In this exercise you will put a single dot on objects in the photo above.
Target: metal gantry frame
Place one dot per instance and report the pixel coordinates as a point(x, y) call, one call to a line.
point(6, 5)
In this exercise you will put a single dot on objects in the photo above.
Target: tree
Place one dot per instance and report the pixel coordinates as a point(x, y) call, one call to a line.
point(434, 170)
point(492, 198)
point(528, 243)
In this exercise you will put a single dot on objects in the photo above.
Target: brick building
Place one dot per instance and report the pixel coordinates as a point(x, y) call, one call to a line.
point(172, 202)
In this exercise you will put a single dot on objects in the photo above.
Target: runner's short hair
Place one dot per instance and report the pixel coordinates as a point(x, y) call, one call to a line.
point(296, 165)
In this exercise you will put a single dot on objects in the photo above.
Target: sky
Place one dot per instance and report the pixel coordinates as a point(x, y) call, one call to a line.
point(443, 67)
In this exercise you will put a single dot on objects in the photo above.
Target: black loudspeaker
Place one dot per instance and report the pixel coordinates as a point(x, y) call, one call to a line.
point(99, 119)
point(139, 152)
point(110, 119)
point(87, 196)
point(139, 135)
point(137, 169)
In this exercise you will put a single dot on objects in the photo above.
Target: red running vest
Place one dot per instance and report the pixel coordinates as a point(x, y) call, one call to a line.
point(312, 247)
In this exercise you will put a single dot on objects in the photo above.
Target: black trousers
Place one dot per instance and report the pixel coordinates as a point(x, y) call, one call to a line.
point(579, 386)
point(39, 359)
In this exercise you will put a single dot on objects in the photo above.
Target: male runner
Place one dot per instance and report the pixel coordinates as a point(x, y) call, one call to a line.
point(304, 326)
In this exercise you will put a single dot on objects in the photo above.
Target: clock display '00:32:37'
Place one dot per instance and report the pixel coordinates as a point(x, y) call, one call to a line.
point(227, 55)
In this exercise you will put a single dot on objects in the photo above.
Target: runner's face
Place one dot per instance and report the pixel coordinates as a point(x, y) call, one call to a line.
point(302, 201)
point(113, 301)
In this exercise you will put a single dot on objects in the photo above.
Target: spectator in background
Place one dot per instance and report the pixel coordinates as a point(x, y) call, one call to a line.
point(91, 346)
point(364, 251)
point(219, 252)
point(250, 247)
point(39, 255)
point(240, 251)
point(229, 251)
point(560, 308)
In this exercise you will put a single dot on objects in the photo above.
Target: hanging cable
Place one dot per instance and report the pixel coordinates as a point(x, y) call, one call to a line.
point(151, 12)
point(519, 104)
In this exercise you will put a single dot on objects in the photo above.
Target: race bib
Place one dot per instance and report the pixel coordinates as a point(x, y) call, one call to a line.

________________________

**DIRECTIONS FOR THIS TASK:**
Return the whole listing above word for word, with every line in its original order.

**FULL RESPONSE:**
In this exercise you will put a single dot on objects in the photo above.
Target: metal gantry frame
Place one dot per instance and report the pixel coordinates as a point(x, y) call, one call to a line.
point(6, 5)
In this exercise you will put a single dot on objects in the photo above.
Target: tree
Place one dot per instance and report the pixel coordinates as a point(x, y) call, one call to a line.
point(434, 170)
point(492, 198)
point(528, 243)
In this exercise you will put a single dot on objects in the photo above.
Target: brick building
Place one dot per instance and report the pixel coordinates as a point(x, y) call, one call to a line.
point(172, 202)
In this exercise you will put a single dot on objects in the photo above.
Target: runner's short hair
Place one dot per instance and report the pixel coordinates as a point(x, y) call, one call to a line.
point(296, 165)
In this exercise you will put a single dot on objects in the photo above.
Target: sky
Place one dot per instance and report the pixel coordinates as a point(x, y) call, one call to a line.
point(443, 67)
In this exercise you will put a single dot on objects in the photo above.
Target: black loudspeaker
Place one dot per instance and report the pixel coordinates as a point(x, y) call, one call to a line.
point(99, 119)
point(139, 152)
point(110, 119)
point(87, 196)
point(139, 135)
point(137, 169)
In this exercise you will put a single dot on objects in the photo above.
Target: red running vest
Place one dot per instance and report the pixel coordinates as a point(x, y) call, one call to a line.
point(312, 247)
In this exercise you will put a single dot on objects in the photo above.
Target: black trousers
Place one dot per instance and report the pixel coordinates as a point(x, y) call, one call to a line.
point(579, 386)
point(39, 359)
In this exercise you will put a single dot on objects in the photo above.
Target: male runner
Place one dot per instance and report the pixel coordinates as a point(x, y) call, one call to a line.
point(304, 326)
In this exercise you will put a single dot on objects in the photo above.
Target: clock display '00:32:37'
Place one dot per instance and report the pixel coordinates as a point(x, y) call, one call to a line.
point(227, 55)
In this exercise you will put a single dot on objects in the photo above.
Target: runner's face
Place one dot per instance and report the pixel coordinates as a point(x, y) call, one call to a line.
point(302, 201)
point(113, 301)
In this exercise you will put a single dot on objects in the photo above.
Target: spectator in background
Place one dot per instance and report the pixel coordinates as a point(x, y) call, one call to a line.
point(91, 346)
point(364, 251)
point(219, 252)
point(250, 247)
point(39, 255)
point(240, 251)
point(229, 251)
point(560, 308)
In this exercise you will put a single dot on objects in the photo above.
Target: hanging cable
Place one dot per instance and report the pixel coordinates as a point(x, y) call, one call to a line.
point(151, 12)
point(519, 104)
In this exercise you will put a single dot on objects in the photo above.
Target: race bib
Place one dot per instance and report the pixel coordinates as a point(x, y) call, one call to a line.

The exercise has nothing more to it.